* TEXT FOR ANALYSIS:
□ □ □ □

Nearly a month after Channel Ten announced 150 jobs were going to save on costs, some of the names leaving the network are now known.

Paul Bongiorno, for decades one of the most respected and recognisable faces on commercial television news, has taken redundancy, although he’ll continue with the network on a contract basis. Others to leave include Stephen Spencer, another press gallery veteran, senior reporters John Hill and Ali Donaldson, and Danielle Isdale, who Ten insiders consider one of the network’s best young reporters. Antoinette Lattouf, who it’s believed may land at SBS, Mazoe Ford and Ellie Southwood are going,too.

It’s not just the journalists who are leaving — their news directors are, too. Brisbane news director Angela Murphy has resigned, while Adelaide news director Jeremy Pudney has already left and joined Channel Nine. In Perth, a vacancy in the role is unlikely to be filled. Crikey understands the Brisbane and Adelaide operations won’t hire new news directors either — in these cities their offices will be turned into bureaux rather than fully fledged newsrooms. In Brisbane, only four journalists will remain.

It’s a similar story in the Canberra bureau, which had been spared the two previous rounds of cuts the network has experienced in the past four years. What will remain are four reporters, and while some of them are solid news breakers (Matt Moran, for example, broke the army Skype scandal), all are fairly new to the press gallery. None were in the gallery during the 2010 election.

Melbourne news director Dermot O’Brien has also left — off-the-record sources in several news outlets said he didn’t want to break up the bureau he’d helped build in his role as news director, which he’d held since 1995.

□ □ □ □

* DATA EXTRACTS:
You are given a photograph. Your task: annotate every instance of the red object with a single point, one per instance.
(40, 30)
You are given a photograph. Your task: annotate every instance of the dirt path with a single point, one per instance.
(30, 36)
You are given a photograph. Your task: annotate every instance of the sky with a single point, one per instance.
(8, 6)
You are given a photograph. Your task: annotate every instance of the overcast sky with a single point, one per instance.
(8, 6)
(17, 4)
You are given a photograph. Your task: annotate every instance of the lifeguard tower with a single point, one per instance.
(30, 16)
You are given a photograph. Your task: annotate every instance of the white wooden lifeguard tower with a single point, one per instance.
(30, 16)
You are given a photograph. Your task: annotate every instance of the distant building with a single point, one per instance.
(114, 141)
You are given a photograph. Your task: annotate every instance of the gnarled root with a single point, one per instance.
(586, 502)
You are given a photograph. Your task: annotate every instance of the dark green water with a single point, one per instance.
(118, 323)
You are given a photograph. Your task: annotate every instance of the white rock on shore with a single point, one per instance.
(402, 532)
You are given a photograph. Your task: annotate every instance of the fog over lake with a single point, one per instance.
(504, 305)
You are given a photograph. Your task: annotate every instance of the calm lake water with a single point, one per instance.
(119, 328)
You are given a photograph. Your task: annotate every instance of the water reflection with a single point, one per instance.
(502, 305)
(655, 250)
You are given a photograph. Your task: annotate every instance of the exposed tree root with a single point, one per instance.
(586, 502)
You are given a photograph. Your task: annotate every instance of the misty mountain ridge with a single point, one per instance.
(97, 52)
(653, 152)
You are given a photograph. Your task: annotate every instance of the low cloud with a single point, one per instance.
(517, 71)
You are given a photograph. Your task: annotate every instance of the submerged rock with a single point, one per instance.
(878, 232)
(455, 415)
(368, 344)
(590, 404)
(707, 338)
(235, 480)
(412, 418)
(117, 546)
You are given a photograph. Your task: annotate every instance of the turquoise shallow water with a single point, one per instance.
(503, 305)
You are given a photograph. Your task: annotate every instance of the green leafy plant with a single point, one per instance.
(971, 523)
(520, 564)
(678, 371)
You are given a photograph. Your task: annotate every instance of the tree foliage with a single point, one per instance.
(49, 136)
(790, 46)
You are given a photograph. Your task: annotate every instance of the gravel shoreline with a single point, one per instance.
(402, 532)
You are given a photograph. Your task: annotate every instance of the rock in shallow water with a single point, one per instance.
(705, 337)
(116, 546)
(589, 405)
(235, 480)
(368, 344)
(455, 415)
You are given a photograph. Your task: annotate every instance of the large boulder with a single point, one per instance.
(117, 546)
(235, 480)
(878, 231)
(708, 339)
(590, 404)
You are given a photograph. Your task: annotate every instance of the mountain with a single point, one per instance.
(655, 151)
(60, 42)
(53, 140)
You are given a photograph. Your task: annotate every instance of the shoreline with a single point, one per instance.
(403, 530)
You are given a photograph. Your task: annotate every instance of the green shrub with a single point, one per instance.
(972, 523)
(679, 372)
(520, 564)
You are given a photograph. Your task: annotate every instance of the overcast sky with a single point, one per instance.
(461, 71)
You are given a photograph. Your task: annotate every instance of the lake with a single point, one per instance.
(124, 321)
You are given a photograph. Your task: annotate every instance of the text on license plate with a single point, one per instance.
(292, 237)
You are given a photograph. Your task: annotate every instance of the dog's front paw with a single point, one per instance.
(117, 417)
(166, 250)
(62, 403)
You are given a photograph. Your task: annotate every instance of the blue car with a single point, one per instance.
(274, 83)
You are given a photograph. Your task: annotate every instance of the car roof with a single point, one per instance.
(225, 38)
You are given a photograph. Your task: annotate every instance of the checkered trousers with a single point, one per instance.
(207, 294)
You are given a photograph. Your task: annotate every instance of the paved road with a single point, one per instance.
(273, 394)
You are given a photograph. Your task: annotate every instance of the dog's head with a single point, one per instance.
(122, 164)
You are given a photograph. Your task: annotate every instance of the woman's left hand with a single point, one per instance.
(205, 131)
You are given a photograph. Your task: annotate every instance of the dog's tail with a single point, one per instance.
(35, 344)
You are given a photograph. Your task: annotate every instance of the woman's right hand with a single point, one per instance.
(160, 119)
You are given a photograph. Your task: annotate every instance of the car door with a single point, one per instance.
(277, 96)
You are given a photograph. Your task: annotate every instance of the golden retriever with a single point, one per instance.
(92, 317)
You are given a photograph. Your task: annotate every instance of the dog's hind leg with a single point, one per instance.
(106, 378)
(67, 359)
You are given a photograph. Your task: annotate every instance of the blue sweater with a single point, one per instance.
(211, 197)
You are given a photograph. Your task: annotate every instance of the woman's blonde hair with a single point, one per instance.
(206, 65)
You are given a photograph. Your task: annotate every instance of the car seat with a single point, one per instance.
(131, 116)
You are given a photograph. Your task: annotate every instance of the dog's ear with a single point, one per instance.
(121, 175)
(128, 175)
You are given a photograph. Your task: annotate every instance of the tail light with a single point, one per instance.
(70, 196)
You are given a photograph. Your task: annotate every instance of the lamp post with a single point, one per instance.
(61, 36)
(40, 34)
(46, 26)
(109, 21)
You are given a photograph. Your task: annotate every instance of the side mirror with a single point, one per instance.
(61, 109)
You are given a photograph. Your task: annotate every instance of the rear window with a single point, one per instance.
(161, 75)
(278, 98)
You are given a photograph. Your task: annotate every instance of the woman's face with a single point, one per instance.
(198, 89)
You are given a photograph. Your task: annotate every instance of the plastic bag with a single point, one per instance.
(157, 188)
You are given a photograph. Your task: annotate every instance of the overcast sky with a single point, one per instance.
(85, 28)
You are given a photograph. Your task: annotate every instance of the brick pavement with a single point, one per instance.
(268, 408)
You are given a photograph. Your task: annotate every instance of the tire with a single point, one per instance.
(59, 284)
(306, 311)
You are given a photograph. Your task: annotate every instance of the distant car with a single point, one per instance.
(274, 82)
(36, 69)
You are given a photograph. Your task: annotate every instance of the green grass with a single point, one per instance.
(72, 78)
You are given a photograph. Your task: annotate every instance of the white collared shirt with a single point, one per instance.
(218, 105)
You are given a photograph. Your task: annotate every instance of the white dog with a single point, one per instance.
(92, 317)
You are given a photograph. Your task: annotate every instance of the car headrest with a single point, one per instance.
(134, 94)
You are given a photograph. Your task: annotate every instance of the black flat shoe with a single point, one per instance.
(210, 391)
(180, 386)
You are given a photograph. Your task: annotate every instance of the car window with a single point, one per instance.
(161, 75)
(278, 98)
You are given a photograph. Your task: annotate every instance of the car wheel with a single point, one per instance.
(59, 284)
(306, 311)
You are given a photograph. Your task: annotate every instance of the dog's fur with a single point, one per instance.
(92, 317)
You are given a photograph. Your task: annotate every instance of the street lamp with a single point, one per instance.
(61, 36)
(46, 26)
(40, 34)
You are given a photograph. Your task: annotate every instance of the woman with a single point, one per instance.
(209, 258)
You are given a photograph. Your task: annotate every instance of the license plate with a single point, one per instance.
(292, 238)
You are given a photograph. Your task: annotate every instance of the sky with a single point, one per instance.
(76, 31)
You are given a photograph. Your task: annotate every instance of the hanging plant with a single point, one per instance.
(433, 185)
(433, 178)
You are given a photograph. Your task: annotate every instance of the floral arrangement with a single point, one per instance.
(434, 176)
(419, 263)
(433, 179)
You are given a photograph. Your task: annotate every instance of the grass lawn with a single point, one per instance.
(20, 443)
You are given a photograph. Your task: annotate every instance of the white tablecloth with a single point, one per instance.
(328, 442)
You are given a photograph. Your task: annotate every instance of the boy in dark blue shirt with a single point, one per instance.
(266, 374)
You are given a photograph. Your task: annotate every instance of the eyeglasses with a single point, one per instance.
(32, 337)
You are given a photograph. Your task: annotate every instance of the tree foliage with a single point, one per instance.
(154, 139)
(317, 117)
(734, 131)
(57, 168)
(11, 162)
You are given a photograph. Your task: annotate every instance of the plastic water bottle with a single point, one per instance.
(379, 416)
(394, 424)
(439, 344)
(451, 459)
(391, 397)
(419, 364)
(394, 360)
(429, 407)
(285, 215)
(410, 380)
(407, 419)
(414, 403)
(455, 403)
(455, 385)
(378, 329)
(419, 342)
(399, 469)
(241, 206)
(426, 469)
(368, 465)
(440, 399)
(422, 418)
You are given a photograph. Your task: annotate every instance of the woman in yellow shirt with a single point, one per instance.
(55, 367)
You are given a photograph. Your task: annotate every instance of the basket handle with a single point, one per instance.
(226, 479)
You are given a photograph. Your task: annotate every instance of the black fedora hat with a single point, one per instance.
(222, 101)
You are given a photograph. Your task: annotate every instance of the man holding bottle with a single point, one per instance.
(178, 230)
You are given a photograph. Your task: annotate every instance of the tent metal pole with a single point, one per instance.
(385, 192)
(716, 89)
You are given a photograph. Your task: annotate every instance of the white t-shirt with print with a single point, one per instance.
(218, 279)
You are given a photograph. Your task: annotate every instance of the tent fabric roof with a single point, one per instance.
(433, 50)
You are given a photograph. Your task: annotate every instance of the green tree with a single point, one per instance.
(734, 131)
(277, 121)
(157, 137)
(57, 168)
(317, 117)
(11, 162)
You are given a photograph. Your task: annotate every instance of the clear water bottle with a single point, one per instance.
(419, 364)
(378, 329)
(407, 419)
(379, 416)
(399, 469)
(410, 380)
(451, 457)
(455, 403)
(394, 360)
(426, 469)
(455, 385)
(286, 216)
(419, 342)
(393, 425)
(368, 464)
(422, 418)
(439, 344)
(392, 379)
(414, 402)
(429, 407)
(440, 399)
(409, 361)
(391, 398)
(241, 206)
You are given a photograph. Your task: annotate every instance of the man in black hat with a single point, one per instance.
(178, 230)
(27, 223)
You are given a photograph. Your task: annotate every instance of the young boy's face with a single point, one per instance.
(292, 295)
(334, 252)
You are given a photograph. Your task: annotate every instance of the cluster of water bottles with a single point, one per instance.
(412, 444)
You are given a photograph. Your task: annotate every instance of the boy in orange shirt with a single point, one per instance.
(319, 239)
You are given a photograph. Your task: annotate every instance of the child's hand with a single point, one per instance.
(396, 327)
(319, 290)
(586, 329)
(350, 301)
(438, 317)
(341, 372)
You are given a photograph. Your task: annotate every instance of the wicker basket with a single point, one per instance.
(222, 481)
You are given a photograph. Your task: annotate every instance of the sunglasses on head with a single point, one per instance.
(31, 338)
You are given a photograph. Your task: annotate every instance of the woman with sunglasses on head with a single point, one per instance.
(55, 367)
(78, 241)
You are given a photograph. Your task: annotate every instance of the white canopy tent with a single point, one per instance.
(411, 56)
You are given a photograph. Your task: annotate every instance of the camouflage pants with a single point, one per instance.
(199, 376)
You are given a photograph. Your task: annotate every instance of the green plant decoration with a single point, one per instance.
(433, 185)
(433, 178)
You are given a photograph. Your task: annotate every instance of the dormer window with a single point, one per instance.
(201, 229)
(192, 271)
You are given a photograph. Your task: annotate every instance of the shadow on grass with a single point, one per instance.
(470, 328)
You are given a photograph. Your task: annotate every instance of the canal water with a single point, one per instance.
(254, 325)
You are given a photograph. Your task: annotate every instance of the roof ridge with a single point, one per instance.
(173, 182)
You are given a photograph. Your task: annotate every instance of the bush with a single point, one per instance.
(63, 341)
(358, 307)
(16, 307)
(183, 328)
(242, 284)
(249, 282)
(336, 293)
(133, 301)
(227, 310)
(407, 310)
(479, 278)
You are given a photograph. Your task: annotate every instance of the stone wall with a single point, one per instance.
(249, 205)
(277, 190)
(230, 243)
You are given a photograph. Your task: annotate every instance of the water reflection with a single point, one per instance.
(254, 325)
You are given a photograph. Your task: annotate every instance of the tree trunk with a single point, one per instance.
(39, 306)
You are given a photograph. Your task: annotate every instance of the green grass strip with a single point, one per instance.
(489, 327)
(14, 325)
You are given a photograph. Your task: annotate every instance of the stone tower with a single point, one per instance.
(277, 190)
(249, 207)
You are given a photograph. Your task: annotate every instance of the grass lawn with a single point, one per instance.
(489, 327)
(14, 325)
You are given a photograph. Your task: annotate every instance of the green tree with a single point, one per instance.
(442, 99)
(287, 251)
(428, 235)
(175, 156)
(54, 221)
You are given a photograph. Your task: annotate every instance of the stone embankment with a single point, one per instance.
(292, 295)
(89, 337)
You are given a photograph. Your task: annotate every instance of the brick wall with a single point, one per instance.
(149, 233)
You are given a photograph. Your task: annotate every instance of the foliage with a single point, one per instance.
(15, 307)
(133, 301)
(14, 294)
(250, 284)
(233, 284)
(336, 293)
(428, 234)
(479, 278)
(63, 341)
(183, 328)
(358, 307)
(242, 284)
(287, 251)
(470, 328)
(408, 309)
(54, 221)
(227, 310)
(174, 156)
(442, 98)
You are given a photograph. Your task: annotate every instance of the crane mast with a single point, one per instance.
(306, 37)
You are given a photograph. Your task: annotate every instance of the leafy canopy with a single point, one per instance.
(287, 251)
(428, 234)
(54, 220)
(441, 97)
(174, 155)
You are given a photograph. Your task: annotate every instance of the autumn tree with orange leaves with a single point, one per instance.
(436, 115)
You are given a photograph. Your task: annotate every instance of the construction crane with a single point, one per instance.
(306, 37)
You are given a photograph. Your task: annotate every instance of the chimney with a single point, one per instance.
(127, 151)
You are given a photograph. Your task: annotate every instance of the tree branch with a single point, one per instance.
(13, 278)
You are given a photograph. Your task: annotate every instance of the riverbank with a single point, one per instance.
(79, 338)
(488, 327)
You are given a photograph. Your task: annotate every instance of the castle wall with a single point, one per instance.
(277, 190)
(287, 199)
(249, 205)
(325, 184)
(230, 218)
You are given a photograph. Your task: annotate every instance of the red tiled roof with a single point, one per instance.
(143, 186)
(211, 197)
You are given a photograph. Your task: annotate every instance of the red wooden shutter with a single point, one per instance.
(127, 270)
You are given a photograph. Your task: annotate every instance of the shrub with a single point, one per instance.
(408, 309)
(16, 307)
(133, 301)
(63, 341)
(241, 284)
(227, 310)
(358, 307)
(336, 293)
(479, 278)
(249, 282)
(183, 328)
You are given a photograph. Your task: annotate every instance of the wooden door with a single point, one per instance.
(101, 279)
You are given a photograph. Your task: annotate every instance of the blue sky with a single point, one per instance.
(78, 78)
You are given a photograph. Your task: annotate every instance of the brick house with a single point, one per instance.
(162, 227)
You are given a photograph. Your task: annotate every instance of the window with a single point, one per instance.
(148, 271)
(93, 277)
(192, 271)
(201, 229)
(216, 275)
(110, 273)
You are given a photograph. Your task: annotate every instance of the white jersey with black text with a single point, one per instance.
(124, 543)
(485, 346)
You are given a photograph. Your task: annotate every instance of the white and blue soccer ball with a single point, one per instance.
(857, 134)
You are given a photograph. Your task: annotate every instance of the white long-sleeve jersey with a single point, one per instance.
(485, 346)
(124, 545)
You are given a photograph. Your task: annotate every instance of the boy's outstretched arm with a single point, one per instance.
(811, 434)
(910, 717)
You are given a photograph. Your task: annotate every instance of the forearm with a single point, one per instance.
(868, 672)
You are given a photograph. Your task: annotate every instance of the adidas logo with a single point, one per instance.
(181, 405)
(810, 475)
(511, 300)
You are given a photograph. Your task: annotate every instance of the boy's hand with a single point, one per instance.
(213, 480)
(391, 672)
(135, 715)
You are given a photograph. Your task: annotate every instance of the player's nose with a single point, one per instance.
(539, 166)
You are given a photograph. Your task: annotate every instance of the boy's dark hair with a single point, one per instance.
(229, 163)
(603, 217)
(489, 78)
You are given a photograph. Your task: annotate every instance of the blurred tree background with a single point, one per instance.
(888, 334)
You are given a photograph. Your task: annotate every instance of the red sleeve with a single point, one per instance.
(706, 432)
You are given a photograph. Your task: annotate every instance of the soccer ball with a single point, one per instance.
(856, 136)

□ □ □ □

* EXERCISE A: In the article on Channel Ten's job cuts, which network did Adelaide news director Jeremy Pudney join after leaving?
* EXERCISE B: Pick up the article on Channel Ten's job cuts after its last sentence and continue writing it.

* ANSWER A: Channel Nine.

* ANSWER B:
There are now 40% fewer journalists working at Ten than there were in 2012, according to the journalists’ union, and the latest round of redundancies will cut deep. For Ten’s 5pm Eyewitness News, the model from now on will be that of a largely national bulletin, presented locally with a few local stories. It’s inspired by the success of the weekend news bulletins, which use this cheaper template.

But it’s a commercial risk, Ten journalists told Crikey this morning. With fewer local journalists to knock on doors, chase ambulances and line courthouse steps, Ten may instead be forced to focus on weightier national issues, which can be aired across the country with less of a drop-off in interest. Ten news, as one senior journalist put it, could go upmarket as a result.

It’s not clear Australians prefer to watch national news. Local crime, accidents and issues have tended to do better on commercial television, which is why such stations have historically favoured them.

Some reporters are despairing of what they believe will be an inevitable reduction in the quality of stories, even if they are issues-based, national ones. Television reporters work across bureaus and across cities, co-ordinating to get cameras and questions out to everyone who can add to a story even if they’re in another city. “Say I’m doing a Sydney health story and need to speak to the health minister, who’s in Brisbane, and the head of the Australian Medical Association in Canberra,” said one reporter. “I’ll call up the bureaus and they’ll be busy, their three or four journalists all working on a story. So I won’t get my interviews, and the stories will become poorer.”

Crikey was also told even local stories will have to be written differently — to appeal to a national audience. At risk is the local colour and practical information that makes a car crash, for example, relevant to a local audience.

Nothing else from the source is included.